Information shown:
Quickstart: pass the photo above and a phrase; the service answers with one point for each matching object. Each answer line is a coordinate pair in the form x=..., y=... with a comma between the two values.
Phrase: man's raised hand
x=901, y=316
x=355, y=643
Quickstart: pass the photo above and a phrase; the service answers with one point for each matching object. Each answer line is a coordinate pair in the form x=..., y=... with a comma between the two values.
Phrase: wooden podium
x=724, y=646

==

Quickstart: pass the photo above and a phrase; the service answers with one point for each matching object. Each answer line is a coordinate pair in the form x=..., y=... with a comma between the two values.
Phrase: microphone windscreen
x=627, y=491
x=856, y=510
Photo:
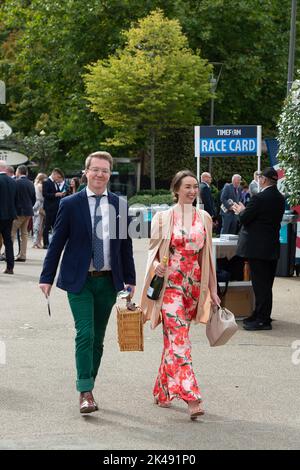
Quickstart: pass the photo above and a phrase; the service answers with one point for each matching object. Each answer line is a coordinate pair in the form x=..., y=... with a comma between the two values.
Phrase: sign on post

==

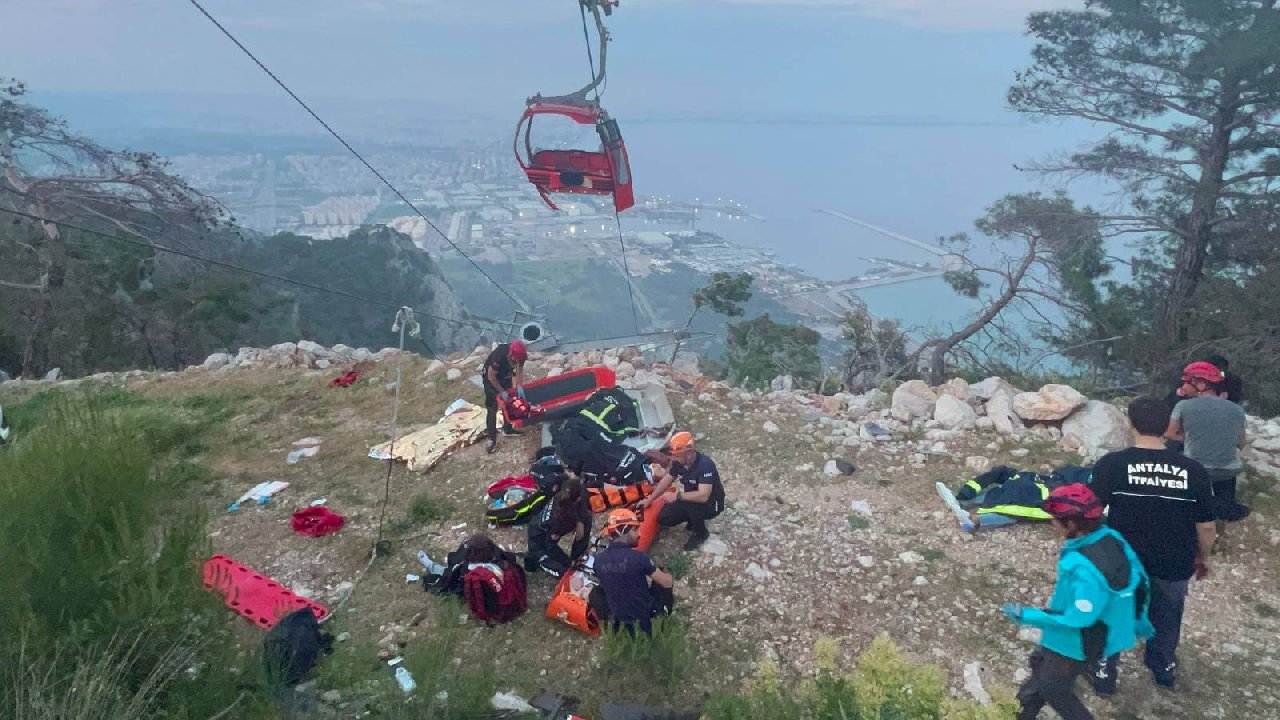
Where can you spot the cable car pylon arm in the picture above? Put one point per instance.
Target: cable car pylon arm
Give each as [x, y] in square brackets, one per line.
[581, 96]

Work item:
State only how many lines in the material include "pylon".

Solution:
2